** START Stored data **

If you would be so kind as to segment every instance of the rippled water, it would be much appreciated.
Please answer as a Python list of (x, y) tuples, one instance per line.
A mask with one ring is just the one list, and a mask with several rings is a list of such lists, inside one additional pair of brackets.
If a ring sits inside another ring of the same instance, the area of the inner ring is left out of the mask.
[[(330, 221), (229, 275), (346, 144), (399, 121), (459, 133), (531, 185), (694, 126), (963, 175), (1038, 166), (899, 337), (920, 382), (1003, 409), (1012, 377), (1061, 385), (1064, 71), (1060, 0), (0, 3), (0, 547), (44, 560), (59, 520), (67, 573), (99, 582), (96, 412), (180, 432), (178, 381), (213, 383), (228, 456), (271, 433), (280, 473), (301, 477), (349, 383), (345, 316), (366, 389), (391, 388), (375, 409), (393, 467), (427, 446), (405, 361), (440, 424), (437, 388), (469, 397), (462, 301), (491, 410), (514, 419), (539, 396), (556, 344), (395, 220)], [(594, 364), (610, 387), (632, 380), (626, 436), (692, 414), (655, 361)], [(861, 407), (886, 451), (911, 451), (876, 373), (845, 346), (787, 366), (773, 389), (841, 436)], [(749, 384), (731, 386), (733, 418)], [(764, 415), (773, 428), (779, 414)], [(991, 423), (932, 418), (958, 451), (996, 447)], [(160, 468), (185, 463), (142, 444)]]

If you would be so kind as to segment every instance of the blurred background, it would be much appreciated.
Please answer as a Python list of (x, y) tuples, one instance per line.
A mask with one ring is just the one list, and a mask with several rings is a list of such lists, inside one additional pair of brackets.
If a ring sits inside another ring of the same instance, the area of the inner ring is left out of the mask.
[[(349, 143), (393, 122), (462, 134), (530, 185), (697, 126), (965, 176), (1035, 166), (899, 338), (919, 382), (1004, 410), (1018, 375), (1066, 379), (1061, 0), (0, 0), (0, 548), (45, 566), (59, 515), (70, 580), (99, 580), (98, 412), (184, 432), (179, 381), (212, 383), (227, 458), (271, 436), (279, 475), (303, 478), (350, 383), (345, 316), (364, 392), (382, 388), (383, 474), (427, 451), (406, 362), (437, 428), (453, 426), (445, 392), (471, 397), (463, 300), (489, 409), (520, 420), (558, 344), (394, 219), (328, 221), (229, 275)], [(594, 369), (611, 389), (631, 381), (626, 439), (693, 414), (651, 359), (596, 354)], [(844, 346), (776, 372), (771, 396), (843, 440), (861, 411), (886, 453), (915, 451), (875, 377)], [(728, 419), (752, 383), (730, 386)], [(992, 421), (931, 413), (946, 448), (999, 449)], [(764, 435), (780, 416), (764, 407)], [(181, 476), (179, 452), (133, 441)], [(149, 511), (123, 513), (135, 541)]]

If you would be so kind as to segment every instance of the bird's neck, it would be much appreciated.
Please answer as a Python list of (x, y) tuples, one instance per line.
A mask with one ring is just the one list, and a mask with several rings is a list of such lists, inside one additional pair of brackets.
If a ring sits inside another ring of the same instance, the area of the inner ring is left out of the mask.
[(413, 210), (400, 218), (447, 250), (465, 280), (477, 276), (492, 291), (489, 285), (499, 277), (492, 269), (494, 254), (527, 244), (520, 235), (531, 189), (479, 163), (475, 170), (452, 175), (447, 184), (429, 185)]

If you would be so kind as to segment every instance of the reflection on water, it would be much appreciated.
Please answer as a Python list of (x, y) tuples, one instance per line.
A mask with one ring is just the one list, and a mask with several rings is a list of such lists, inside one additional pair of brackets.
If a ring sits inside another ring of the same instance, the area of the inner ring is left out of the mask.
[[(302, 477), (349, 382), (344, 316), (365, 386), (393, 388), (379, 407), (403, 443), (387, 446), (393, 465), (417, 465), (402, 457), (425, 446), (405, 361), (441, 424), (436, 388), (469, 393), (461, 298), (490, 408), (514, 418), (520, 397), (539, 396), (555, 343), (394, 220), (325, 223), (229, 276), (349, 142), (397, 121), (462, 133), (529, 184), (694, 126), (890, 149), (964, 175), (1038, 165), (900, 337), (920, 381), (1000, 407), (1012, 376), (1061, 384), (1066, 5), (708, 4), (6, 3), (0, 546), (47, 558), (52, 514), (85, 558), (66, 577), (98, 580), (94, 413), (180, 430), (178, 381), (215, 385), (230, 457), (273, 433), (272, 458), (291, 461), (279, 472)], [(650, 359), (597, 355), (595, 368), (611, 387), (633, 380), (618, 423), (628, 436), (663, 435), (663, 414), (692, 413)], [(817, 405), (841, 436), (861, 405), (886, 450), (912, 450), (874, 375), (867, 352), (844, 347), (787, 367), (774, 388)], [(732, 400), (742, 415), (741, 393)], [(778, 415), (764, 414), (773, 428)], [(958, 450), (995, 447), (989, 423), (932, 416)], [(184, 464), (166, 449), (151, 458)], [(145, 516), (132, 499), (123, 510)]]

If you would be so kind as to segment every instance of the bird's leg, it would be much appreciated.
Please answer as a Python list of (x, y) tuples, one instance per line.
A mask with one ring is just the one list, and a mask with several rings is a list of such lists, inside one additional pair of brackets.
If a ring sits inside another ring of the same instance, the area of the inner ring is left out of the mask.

** END Stored data **
** START Stored data **

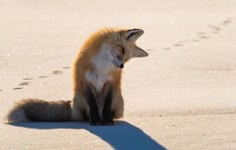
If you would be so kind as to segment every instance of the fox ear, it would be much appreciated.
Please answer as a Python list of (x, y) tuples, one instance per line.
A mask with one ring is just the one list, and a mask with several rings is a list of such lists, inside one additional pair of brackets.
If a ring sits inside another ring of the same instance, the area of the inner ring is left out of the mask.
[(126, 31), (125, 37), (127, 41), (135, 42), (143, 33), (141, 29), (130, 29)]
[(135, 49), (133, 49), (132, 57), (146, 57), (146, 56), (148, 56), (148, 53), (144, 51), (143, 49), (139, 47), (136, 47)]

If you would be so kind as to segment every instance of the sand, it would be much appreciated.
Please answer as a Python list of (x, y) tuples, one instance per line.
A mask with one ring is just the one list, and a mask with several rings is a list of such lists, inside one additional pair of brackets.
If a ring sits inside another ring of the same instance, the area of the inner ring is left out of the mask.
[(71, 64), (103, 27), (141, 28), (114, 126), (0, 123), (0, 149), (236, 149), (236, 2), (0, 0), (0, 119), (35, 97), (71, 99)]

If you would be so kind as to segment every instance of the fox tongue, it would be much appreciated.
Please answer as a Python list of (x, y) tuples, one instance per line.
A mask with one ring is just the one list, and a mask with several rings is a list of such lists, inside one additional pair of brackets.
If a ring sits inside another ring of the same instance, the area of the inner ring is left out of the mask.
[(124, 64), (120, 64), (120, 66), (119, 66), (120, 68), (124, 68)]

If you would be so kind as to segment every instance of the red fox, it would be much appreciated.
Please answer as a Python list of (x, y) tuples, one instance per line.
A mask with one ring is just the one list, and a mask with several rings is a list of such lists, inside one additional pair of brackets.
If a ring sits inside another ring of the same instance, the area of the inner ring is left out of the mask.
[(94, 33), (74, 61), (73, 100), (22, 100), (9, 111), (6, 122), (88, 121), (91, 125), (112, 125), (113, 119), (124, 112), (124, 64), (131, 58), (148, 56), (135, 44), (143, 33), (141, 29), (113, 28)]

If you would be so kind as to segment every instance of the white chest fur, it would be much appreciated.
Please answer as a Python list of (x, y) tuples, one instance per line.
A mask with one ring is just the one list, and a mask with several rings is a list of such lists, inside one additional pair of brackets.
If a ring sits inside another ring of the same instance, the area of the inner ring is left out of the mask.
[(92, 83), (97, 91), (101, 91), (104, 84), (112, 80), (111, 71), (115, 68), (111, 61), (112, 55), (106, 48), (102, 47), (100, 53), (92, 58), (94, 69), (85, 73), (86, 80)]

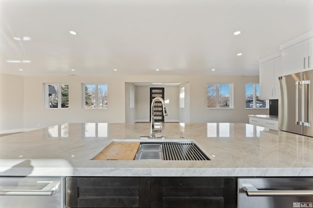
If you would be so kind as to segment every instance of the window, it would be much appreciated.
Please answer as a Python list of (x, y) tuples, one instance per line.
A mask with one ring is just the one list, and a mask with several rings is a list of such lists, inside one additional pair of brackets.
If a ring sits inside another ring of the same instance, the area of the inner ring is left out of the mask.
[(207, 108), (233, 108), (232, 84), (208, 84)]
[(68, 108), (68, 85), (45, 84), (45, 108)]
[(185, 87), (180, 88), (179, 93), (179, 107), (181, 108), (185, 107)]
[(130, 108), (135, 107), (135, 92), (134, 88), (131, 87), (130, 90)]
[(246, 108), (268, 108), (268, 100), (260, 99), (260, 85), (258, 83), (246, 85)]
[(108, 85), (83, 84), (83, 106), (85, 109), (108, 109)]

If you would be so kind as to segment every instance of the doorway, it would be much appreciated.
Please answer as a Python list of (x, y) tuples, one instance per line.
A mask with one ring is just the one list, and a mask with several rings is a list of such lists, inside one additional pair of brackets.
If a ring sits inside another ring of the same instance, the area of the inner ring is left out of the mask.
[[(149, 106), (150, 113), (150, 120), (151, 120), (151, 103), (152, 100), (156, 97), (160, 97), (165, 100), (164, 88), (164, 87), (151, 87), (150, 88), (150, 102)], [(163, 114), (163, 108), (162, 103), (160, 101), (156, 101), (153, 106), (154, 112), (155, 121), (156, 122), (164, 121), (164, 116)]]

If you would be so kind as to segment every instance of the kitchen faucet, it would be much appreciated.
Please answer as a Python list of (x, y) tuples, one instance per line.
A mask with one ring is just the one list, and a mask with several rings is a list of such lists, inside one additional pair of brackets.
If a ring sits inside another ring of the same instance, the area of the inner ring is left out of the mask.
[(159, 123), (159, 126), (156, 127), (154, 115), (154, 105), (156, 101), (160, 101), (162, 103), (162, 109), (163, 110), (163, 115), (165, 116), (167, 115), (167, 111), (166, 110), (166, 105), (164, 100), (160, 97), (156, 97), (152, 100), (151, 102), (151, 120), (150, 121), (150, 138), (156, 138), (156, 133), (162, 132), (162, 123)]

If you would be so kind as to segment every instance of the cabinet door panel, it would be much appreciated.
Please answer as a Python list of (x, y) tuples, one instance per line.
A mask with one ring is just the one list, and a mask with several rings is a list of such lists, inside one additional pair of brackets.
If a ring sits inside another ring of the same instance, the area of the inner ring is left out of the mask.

** END Stored data **
** START Stored data **

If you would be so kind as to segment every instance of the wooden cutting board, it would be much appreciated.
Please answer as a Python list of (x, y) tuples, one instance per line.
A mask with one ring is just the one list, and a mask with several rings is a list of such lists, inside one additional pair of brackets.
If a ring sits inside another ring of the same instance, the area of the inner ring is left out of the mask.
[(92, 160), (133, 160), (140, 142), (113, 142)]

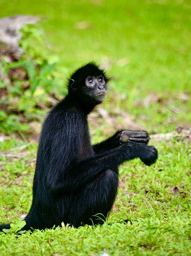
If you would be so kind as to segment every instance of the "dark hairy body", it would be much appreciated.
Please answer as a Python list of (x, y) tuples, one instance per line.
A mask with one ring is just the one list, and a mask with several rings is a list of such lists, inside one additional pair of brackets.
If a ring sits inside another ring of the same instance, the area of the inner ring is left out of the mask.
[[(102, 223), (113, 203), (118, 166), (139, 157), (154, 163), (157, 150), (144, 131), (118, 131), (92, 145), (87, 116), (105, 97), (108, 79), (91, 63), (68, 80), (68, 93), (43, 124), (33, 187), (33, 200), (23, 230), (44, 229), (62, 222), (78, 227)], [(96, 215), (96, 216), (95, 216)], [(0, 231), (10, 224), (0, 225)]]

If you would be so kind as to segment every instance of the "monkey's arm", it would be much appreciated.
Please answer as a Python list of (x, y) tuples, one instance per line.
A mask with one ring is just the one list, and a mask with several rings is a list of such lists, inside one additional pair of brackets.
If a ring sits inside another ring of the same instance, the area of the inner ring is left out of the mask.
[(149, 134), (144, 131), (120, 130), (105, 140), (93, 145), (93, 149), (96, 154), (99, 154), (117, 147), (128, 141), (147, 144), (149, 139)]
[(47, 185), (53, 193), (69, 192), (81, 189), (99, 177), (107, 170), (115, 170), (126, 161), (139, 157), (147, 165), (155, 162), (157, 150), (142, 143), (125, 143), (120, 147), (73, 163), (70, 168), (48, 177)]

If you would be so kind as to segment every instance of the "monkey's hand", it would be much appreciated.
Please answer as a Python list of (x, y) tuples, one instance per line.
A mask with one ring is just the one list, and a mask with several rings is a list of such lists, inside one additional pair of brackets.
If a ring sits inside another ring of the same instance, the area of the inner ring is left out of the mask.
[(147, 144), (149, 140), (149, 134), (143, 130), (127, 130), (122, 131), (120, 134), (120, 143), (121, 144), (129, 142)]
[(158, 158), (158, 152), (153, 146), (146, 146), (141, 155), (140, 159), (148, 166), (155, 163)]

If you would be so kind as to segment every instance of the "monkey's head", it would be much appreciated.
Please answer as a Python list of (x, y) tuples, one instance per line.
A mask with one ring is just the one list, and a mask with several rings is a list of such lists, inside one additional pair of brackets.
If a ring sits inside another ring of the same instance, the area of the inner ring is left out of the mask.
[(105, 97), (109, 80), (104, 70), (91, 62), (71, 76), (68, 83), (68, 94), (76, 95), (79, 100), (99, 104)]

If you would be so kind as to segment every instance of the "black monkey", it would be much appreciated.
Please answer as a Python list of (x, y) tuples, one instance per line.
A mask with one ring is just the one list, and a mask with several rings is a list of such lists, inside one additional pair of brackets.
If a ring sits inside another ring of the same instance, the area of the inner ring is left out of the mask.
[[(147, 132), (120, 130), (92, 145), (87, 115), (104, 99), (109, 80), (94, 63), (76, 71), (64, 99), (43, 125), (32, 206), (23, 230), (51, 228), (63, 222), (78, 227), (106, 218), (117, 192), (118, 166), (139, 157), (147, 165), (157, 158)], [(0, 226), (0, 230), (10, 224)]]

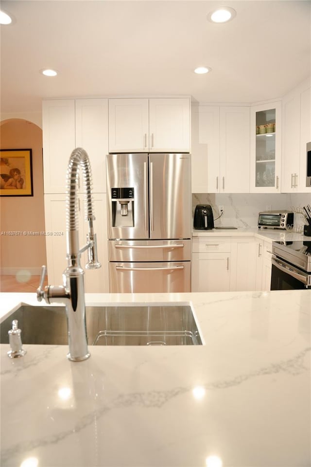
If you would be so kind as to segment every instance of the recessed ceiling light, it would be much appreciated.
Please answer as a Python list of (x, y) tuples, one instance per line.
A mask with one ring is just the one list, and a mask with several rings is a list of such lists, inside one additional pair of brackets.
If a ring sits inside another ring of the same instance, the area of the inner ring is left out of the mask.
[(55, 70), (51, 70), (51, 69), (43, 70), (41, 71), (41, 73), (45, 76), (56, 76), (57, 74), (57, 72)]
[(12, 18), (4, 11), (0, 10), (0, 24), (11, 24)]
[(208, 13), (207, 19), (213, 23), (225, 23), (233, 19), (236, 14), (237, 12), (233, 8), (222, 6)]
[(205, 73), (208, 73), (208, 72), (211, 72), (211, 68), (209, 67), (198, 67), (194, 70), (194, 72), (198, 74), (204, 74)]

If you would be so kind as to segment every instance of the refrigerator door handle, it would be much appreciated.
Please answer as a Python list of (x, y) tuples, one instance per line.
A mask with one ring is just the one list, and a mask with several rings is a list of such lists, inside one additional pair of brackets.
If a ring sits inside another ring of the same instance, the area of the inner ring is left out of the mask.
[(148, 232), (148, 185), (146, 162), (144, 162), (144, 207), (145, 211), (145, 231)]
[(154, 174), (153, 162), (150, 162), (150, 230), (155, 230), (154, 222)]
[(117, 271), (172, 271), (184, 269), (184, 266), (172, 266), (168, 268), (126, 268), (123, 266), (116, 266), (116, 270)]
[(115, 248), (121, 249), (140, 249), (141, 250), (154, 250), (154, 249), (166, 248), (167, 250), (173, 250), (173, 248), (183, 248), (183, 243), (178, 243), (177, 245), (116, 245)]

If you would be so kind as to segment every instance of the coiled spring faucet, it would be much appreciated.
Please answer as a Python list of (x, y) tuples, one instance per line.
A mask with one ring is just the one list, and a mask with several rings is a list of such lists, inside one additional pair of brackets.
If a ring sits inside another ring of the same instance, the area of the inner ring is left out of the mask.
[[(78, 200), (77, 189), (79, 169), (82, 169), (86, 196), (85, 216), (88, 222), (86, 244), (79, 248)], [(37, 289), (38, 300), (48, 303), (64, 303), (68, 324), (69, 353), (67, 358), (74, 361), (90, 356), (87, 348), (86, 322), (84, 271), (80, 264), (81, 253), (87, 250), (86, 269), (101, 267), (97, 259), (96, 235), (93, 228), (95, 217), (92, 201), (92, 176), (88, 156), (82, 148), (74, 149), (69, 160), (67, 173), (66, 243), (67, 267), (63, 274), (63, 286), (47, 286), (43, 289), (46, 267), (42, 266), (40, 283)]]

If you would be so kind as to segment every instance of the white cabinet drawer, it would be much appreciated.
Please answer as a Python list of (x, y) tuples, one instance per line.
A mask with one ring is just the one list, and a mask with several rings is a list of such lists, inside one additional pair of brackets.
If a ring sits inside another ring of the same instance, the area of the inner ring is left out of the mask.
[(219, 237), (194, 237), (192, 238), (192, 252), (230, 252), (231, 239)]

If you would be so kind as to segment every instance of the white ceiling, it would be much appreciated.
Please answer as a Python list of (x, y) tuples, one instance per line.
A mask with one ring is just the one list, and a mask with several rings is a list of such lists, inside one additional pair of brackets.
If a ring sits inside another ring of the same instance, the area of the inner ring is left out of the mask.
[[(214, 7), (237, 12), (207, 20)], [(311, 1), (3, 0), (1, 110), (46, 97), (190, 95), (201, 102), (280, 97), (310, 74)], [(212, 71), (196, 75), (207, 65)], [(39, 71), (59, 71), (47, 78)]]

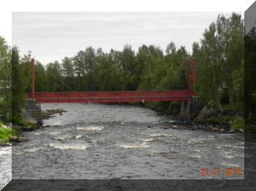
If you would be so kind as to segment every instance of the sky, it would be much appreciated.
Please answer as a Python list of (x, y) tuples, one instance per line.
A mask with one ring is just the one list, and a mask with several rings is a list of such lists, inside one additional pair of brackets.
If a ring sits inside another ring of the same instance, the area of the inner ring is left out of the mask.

** END Stored data **

▶ Description of the task:
Reproduce the data word for word, beginning with the line that contains "fur, it would be much appreciated." and going on through the line that contains "[(108, 85), (83, 84), (83, 106), (85, 109), (108, 109)]", with both of those lines included. Leave the pictures out of your answer.

▶ Right answer:
If you would be so kind as to segment every instance of the white chest fur, it would be much appreciated.
Please answer as a Python list of (x, y) tuples, one instance per line.
A mask with one ring is just the one list, and a mask with several rings is a list of such lists, inside one additional pair of brackets.
If a ring sits inside another ring of the same instance, the area of the inner ring is left out of the mask.
[(92, 83), (97, 91), (101, 91), (104, 84), (112, 80), (111, 71), (115, 68), (111, 61), (112, 55), (106, 48), (102, 47), (100, 53), (92, 58), (94, 69), (85, 73), (86, 80)]

If you would be so kind as to segment every instance of the window, it would be much appreciated.
Please answer as a Python list of (x, y) tuples, one instance per line.
A mask with one ring is just the one list, and a mask with several rings is a list of such lists, inside one additional pair of brackets.
If a ring sits inside another ring of the same instance, the area of the inner ring is left out of the mask.
[(207, 108), (233, 108), (232, 84), (208, 84)]
[(68, 108), (68, 85), (45, 84), (45, 108)]
[(185, 87), (180, 88), (179, 93), (179, 107), (181, 108), (185, 107)]
[(130, 108), (135, 107), (135, 92), (134, 88), (131, 87), (130, 90)]
[(246, 108), (268, 108), (268, 100), (260, 99), (260, 85), (258, 83), (246, 85)]
[(108, 85), (83, 84), (83, 106), (85, 109), (108, 109)]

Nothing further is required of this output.